→ What you need to do:
1. Retype the stretch from "Fishing in the Afterbay" through "are fishing in." in the excerpt on Bighorn Canyon recreation.
2. Summarize the excerpt on Bighorn Canyon recreation in three sentences.

→ Excerpt:

Fishing in the Afterbay reservoir is available both by shoreline and by boat. Rainbow trout is the main species of fish caught in Afterbay. For anglers interested in fishing the Bighorn River, there is a boat ramp immediately below Afterbay Dam. In the local town of Fort Smith there are several guiding companies, hunting and fishing lodges, or boat rental companies to service the needs of visiting anglers. Fishing licenses are required when fishing in the National Recreation Area but are issued by the respective states. Anglers are required to have a fishing license for the state they are fishing in.

=== Hunting ===
While hunting is usually not permitted in units managed by the National Park Service, it is permitted in certain areas of Bighorn National Recreation Area. Hunters are required to be knowledgeable of the hunting regulations and strongly encouraged to contact National Park Service rangers in the area prior to hunting. Hunting lodges in Fort Smith offer guides and equipment for hire.

=== Caving ===
The recreation area contains numerous caves. The Bighorn Cavern in particular is used by people interested in caving. Management of Bighorn Canyon National Recreation Area requires cavers to obtain a permit at the Cal S. Taggart visitor center in Lovell, Wyoming. Two parties are permitted which must consist of between three and six people. Each party is required to have a member who is familiar with the cave.

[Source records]
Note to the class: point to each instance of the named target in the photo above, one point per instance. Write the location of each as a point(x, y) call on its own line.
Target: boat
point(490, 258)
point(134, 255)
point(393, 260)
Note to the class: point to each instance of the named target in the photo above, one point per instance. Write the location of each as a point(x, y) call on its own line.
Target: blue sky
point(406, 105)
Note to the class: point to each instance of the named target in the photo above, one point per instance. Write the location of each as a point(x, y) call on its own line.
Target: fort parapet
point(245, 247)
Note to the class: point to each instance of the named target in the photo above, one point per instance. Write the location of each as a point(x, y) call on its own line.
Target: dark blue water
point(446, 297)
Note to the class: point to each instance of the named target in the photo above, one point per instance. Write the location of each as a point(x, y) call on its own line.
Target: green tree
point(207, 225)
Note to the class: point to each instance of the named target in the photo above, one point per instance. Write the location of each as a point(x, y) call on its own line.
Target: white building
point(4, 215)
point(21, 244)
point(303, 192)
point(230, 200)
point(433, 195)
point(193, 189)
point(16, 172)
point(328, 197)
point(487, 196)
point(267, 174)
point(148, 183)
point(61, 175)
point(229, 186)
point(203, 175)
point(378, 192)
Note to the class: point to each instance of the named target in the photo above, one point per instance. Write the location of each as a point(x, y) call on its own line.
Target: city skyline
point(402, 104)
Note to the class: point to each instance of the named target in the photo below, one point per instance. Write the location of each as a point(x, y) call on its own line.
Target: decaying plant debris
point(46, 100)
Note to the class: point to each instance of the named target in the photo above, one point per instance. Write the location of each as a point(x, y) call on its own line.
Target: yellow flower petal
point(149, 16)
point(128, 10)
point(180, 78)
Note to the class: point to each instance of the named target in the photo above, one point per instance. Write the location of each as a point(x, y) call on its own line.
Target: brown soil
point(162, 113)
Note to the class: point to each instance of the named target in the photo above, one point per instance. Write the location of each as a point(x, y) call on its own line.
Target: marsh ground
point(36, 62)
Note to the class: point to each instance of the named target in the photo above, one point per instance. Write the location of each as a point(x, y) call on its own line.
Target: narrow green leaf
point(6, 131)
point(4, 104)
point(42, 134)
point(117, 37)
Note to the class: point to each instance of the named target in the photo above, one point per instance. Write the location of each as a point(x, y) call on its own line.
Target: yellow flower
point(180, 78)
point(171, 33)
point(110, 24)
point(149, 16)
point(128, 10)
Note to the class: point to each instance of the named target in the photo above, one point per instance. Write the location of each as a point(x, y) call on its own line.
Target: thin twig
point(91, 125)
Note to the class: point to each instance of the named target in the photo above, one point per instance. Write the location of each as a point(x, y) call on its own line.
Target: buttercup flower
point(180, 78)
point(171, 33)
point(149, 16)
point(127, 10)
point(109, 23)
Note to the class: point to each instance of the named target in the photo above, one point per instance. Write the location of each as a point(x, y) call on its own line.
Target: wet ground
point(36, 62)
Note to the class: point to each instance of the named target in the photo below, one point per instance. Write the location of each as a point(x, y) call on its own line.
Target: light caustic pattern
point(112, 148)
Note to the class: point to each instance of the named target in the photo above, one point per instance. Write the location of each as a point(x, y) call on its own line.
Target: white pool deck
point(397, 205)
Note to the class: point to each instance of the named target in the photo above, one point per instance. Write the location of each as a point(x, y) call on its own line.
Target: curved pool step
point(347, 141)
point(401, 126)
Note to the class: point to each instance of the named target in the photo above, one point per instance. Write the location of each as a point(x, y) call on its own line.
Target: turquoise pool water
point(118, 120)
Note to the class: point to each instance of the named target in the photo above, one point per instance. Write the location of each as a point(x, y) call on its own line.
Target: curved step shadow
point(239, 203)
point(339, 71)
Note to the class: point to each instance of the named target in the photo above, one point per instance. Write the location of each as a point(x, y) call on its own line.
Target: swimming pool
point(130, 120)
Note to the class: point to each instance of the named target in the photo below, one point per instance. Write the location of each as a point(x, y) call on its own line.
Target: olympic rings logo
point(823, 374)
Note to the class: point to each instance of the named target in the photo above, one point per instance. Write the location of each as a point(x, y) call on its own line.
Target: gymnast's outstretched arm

→ Solutions:
1.
Fishing in the Afterbay reservoir is available both by shoreline and by boat. Rainbow trout is the main species of fish caught in Afterbay. For anglers interested in fishing the Bighorn River, there is a boat ramp immediately below Afterbay Dam. In the local town of Fort Smith there are several guiding companies, hunting and fishing lodges, or boat rental companies to service the needs of visiting anglers. Fishing licenses are required when fishing in the National Recreation Area but are issued by the respective states. Anglers are required to have a fishing license for the state they are fishing in.

2. Anglers can fish the Afterbay reservoir from shore or by boat, mostly catching rainbow trout, and need a license from the state they are fishing in. Hunting is usually not permitted in National Park Service units, but it is allowed in certain areas of the recreation area, and hunters must know the regulations. Cavers, who use Bighorn Cavern in particular, need a permit from the Cal S. Taggart visitor center in Lovell, Wyoming, and each party of three to six people must include a member familiar with the cave.